---------- Vorliegender Textauszug ----------

Sporadische Fälle, bei denen kein Zusammenhang mit einer erblichen Erkrankung erkennbar ist, überwiegen. Eine familiäre Häufung tritt beim sogenannten Rhabdoid-Prädispositions-Syndrom auf.
Symptomatik
Atypische teratoide/rhabdoide Tumoren können in der hinteren Schädelgrube lokalisiert sein, treten aber auch im Bereich der Großhirnhemisphären auf. Die klinische Symptomatik ist abhängig von der Tumorlage und dem Alter des Kindes und wird in der Regel durch das rasche Tumorwachstum geprägt. Schläfrigkeit, Übelkeit und Erbrechen sind häufige, aber unspezifische Symptome.
Neuropathologie
Namensgebend und für die feingeweblichen (histologischen) Eigenschaften typisch sind relativ große Tumorzellen, die randständige, hervorstechende Kernkörperchen (Nukleolen) und Einschlüsse in ihrem Zellkörper besitzen, sogenannte rhabdoide Tumorzellen. Sie erinnern in ihrem Zellbild an einen bösartigen Weichteiltumor, das Rhabdomyosarkom. Mitotische Aktivität, Zelldichte und Kernpolymorphie sind erhöht. Tumornekrosen sind häufig. Der Tumor wächst unstrukturiert oder in papillären Strukturen, was die Abgrenzung gegenüber Plexuskarzinomen schwierig machen kann. Andererseits kommen neben Abschnitten mit rhaboiden Tumorzellen häufig auch kleinzellige Anteile vor, deren Histologie dem anderer embryonaler Tumoren wie dem Medulloblastom ähneln.

---------- Bereitgestelltes Material ----------

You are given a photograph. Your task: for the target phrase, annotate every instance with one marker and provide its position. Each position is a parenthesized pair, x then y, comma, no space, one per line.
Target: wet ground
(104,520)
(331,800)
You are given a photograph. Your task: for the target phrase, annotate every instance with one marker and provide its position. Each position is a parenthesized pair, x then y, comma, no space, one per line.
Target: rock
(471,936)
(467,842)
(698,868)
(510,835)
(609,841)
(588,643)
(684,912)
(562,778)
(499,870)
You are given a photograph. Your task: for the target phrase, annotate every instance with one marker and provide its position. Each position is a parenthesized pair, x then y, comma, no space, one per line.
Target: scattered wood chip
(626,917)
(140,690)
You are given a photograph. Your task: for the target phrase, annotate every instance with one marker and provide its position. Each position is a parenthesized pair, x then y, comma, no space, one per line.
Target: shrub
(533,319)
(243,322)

----------
---------- Bereitgestelltes Material ----------

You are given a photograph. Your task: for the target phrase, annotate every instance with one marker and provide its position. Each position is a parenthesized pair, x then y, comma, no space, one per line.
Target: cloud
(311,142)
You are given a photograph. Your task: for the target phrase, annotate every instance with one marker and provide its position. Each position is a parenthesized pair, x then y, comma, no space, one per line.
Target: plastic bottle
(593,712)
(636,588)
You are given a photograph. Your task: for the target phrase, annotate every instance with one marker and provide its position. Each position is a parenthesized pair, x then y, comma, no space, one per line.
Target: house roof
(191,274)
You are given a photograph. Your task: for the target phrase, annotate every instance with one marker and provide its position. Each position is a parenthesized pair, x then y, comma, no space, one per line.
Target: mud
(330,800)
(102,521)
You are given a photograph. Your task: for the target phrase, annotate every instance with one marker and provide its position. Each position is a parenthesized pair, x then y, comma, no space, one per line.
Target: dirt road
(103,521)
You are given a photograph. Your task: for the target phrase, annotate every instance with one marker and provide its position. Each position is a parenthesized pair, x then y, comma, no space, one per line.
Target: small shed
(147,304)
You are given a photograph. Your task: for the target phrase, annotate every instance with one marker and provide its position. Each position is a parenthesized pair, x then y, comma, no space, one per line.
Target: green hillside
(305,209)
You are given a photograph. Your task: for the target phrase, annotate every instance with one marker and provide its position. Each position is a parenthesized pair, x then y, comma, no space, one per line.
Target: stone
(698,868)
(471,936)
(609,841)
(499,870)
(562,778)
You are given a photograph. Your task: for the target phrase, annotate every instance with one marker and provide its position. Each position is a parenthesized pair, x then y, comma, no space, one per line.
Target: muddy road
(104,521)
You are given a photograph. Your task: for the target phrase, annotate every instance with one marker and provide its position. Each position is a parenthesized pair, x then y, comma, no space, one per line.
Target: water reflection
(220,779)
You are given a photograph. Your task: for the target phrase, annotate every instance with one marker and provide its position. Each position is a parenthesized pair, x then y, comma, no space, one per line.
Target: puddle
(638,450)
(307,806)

----------
---------- Bereitgestelltes Material ----------

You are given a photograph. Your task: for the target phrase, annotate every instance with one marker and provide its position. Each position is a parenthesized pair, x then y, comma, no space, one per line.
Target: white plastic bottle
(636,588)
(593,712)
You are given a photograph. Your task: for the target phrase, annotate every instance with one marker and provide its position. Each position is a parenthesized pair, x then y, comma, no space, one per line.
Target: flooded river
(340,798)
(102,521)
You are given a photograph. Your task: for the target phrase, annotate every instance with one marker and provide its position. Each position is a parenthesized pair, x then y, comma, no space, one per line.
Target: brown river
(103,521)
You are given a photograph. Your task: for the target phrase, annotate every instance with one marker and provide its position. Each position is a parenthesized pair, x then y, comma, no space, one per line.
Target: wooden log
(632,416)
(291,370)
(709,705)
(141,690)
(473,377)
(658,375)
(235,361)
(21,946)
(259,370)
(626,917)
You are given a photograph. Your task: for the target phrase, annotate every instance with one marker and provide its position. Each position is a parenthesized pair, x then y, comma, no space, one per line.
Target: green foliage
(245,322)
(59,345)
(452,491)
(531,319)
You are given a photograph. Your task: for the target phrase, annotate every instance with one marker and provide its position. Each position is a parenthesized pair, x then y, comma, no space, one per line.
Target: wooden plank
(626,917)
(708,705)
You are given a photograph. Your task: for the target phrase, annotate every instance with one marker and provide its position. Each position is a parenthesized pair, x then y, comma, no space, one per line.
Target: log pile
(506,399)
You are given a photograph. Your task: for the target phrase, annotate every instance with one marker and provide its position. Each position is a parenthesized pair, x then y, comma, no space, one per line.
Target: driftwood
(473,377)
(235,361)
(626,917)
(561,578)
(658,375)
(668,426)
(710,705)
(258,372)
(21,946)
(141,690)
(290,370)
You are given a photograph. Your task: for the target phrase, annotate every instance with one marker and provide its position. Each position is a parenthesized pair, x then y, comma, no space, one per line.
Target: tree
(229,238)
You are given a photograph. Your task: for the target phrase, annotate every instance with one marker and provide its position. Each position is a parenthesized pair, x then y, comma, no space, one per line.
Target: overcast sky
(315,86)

----------

# Aufgabe 1
Welche Symptome bezeichnet der Text zu atypischen teratoiden/rhabdoiden Tumoren als häufig, aber unspezifisch?
# Aufgabe 2
Geben Sie aus dem Text zu atypischen teratoiden/rhabdoiden Tumoren den Abschnitt wortgetreu wieder, der mit den Worten "Neuropathologie" beginnt und mit "dem Medulloblastom ähneln." endet.

# Antwortfeld 1
Schläfrigkeit, Übelkeit und Erbrechen.

# Antwortfeld 2
Neuropathologie
Namensgebend und für die feingeweblichen (histologischen) Eigenschaften typisch sind relativ große Tumorzellen, die randständige, hervorstechende Kernkörperchen (Nukleolen) und Einschlüsse in ihrem Zellkörper besitzen, sogenannte rhabdoide Tumorzellen. Sie erinnern in ihrem Zellbild an einen bösartigen Weichteiltumor, das Rhabdomyosarkom. Mitotische Aktivität, Zelldichte und Kernpolymorphie sind erhöht. Tumornekrosen sind häufig. Der Tumor wächst unstrukturiert oder in papillären Strukturen, was die Abgrenzung gegenüber Plexuskarzinomen schwierig machen kann. Andererseits kommen neben Abschnitten mit rhaboiden Tumorzellen häufig auch kleinzellige Anteile vor, deren Histologie dem anderer embryonaler Tumoren wie dem Medulloblastom ähneln.